(Brief): Find each line in the listing below that contains the word "green", and copy those lines.

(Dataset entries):
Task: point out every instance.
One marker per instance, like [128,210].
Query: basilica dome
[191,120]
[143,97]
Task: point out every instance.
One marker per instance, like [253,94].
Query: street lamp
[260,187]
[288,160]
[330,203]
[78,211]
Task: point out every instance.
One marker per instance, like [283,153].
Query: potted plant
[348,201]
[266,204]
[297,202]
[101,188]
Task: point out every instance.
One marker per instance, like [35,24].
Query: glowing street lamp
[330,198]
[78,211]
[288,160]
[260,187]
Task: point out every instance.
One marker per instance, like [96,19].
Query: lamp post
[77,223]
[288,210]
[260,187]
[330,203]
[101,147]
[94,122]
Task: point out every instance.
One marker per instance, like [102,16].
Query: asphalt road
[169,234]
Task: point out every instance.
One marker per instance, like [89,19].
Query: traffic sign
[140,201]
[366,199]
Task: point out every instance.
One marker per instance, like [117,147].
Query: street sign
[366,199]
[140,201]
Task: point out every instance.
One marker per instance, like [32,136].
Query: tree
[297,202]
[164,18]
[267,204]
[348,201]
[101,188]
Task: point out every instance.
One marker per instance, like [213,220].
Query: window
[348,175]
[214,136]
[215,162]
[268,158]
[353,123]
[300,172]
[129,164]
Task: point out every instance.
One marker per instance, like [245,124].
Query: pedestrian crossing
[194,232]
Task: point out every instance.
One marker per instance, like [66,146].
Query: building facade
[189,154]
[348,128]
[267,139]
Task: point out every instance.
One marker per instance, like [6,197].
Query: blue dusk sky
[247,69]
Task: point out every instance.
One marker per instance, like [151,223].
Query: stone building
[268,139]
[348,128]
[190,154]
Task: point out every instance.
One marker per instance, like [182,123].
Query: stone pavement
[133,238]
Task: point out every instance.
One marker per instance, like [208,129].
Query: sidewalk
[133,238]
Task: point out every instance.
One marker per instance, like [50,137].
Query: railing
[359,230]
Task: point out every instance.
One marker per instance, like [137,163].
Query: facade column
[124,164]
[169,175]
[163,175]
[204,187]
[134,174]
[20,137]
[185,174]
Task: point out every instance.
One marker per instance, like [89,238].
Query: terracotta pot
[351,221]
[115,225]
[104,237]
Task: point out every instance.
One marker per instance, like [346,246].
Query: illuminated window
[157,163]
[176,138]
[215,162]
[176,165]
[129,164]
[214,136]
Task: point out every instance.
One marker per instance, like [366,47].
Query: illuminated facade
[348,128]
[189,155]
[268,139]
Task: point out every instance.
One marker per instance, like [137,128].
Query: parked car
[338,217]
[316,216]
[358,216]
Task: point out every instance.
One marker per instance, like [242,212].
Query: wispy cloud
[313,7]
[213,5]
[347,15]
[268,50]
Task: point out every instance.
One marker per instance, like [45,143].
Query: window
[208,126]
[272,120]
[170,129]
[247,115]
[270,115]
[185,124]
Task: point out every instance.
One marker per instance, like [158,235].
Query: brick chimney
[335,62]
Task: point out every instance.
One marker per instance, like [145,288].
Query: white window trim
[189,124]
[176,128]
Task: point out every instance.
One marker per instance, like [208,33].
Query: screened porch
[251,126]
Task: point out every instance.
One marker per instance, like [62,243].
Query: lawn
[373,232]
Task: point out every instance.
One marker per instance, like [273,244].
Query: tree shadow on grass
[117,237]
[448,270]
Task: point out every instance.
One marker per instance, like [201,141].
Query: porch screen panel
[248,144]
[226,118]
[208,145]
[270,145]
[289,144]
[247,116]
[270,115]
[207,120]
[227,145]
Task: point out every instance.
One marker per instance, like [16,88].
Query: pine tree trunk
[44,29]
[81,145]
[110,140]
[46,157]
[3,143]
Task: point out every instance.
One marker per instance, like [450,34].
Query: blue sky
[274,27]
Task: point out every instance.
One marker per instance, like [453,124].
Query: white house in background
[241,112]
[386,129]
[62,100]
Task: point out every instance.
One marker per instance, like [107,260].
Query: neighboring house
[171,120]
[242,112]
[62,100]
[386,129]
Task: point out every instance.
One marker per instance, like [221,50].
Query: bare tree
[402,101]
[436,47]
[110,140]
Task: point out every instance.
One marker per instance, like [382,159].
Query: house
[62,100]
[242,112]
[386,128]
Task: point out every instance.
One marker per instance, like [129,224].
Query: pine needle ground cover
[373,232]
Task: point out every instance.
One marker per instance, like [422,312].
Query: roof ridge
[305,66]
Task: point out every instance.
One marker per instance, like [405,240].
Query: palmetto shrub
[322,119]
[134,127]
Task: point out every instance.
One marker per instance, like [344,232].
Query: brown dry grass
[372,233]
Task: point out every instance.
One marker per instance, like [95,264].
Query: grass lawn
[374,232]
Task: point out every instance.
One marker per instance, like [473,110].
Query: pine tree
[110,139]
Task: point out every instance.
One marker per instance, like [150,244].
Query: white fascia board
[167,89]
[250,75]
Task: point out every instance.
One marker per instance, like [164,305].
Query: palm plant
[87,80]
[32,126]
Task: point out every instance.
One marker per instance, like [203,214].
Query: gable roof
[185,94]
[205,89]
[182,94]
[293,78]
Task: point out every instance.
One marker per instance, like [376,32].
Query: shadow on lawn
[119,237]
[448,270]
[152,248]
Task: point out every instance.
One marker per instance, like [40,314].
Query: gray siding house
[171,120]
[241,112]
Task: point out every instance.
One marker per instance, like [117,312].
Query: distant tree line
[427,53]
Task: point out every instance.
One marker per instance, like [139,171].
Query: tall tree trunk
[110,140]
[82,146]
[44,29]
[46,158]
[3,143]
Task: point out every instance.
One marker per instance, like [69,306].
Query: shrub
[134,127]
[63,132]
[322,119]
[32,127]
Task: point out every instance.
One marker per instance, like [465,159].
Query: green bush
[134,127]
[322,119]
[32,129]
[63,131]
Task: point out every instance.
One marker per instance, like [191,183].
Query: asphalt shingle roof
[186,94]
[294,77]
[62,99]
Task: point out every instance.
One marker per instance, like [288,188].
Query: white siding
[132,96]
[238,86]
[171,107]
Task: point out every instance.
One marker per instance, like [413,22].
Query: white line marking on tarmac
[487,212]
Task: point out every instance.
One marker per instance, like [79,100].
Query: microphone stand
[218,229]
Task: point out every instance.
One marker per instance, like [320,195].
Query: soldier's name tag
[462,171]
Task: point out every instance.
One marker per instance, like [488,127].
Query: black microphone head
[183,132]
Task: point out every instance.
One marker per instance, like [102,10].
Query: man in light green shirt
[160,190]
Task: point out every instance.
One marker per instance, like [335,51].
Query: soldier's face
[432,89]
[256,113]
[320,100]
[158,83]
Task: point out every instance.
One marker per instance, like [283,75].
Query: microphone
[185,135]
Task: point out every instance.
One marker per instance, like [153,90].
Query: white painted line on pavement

(Output for this exercise):
Query: green bush
Query: man in light green shirt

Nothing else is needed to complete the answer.